To find the lowest rating that exists in the data base, we first need to extract the average_rating column using select():

avg_rating_db <- select(ratings_db, average_rating)
avg_rating_db
# Source:   lazy query [?? x 1]
# Database: postgres [user0001@r7k3-mds1.stat.ubc.ca:5432/can_mov_db]
average_rating
<dbl>
1            6.6
2            6.3
3            7.5
4            6.1
5            7.0
6            5.5
7            5.6
8            5.3
9            5.8
10            6.9
# … with more rows

Next we use min() to find the minimum rating in that column:

min(avg_rating_db)
Error in min(avg_rating_db) : invalid 'type' (list) of argument

Instead of the minimum, we get an error! This is another example of when we need to use the collect() function to bring the data into R for further computation:

avg_rating_data <- collect(avg_rating_db)
min(avg_rating_data)
[1] 1

We see the lowest rating given to a movie is 1, indicating that it must have been a really bad movie…

Why should we bother with databases at all?

Opening a database stored in a .db file involved a lot more effort than just opening a .csv, .tsv, or any of the other plain text or Excel formats. It was a bit of a pain to use a database in that setting since we had to use dbplyr to translate tidyverse-like commands (filter, select, head, etc.) into SQL commands that the database understands. Not all tidyverse commands can currently be translated with SQLite databases. For example, we can compute a mean with an SQLite database but can’t easily compute a median. So you might be wondering why should we use databases at all?

Databases are beneficial in a large-scale setting:

• they enable storing large data sets across multiple computers with automatic redundancy and backups
• they allow multiple users to access them simultaneously and remotely without conflicts and errors
• they provide mechanisms for ensuring data integrity and validating input
• they provide security to keep data safe For example, there are billions of Google searches conducted daily.

## SUPPLIED RECORDS
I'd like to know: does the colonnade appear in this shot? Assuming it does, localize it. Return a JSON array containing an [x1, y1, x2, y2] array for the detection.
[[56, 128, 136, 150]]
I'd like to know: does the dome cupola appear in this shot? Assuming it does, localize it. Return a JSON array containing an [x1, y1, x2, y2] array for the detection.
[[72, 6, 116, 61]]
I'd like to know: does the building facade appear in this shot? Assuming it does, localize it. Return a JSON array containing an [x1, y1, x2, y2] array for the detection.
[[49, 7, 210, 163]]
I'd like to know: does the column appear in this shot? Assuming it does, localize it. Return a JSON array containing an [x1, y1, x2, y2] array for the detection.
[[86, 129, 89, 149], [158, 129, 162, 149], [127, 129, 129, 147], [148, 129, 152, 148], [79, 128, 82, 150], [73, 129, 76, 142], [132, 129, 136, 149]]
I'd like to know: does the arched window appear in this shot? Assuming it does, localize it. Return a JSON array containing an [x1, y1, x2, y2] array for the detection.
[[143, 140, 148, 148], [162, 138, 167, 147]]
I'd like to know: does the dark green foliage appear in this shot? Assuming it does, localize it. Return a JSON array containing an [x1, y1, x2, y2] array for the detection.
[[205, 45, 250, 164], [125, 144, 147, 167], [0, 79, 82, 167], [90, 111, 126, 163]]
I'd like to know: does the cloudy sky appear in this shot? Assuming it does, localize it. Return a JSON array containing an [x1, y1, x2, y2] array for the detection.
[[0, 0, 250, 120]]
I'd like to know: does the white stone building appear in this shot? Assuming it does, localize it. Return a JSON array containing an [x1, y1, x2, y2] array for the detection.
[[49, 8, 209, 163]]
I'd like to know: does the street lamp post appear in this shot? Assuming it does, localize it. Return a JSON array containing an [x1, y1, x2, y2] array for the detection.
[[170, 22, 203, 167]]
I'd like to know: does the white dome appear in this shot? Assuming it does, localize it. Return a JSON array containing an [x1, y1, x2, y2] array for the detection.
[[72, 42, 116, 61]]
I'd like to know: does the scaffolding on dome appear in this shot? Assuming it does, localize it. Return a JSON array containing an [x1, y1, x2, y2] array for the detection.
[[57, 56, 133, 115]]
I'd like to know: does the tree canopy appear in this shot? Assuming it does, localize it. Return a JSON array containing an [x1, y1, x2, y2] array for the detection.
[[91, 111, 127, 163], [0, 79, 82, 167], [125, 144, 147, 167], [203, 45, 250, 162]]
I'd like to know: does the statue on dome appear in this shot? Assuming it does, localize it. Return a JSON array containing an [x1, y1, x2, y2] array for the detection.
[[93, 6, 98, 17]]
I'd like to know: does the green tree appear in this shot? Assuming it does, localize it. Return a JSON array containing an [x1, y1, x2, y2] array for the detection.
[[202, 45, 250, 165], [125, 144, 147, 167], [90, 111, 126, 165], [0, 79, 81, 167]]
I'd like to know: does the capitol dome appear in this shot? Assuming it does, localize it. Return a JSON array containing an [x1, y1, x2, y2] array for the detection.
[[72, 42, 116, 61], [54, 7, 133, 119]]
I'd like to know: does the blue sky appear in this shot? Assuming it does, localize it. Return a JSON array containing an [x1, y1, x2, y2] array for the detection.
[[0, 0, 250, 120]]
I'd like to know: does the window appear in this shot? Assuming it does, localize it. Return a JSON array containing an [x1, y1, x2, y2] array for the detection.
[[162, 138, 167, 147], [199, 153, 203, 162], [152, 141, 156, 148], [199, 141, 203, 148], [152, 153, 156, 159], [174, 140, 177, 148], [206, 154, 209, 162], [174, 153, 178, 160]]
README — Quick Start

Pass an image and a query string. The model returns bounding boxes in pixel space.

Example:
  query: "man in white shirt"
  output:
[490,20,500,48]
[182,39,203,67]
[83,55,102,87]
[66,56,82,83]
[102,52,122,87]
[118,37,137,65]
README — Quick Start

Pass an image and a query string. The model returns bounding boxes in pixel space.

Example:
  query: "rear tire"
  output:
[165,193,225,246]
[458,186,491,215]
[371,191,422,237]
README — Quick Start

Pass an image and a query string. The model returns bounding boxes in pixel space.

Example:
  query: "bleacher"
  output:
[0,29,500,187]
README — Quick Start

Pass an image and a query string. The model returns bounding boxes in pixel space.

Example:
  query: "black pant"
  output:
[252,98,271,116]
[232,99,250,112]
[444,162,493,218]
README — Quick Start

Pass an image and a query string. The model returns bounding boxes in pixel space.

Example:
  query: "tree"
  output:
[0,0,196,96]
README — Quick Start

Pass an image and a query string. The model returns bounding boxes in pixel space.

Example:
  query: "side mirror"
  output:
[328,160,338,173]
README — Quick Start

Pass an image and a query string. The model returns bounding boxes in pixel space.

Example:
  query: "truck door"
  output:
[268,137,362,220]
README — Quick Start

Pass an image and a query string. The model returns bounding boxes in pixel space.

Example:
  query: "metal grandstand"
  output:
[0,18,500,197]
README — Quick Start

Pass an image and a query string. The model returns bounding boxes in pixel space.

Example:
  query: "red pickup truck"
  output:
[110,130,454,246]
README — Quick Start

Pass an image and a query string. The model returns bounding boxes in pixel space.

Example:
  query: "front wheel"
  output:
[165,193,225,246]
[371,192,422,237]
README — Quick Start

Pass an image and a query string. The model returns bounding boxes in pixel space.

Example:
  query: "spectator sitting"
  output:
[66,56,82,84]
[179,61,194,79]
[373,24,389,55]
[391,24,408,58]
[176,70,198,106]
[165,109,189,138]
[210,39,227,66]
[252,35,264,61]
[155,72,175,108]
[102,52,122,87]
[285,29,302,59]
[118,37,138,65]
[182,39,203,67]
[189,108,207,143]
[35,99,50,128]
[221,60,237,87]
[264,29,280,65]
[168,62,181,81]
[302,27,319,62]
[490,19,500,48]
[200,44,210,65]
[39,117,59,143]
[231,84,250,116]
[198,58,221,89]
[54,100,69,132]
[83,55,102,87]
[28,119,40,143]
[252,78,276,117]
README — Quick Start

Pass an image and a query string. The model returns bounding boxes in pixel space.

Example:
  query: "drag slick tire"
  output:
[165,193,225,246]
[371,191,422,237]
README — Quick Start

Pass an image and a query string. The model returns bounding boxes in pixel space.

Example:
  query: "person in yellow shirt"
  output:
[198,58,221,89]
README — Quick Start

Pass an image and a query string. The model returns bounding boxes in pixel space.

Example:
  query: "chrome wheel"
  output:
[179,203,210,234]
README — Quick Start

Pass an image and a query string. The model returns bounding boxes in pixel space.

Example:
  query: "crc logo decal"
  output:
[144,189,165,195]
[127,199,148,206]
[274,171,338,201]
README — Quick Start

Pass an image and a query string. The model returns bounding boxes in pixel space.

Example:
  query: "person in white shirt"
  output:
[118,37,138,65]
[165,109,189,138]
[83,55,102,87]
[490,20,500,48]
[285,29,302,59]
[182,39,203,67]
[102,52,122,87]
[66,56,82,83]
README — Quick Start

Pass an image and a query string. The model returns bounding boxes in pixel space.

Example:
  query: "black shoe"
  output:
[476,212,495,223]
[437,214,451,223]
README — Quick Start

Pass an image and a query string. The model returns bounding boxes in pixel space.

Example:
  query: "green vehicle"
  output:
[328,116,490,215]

## WORK TO COMPLETE
Copy the database tutorial from "Instead of the" to "with databases at all?". Draw solely on the database tutorial.

## RESULT OF THE EXERCISE
Instead of the minimum, we get an error! This is another example of when we need to use the collect() function to bring the data into R for further computation:

avg_rating_data <- collect(avg_rating_db)
min(avg_rating_data)
[1] 1

We see the lowest rating given to a movie is 1, indicating that it must have been a really bad movie…

Why should we bother with databases at all?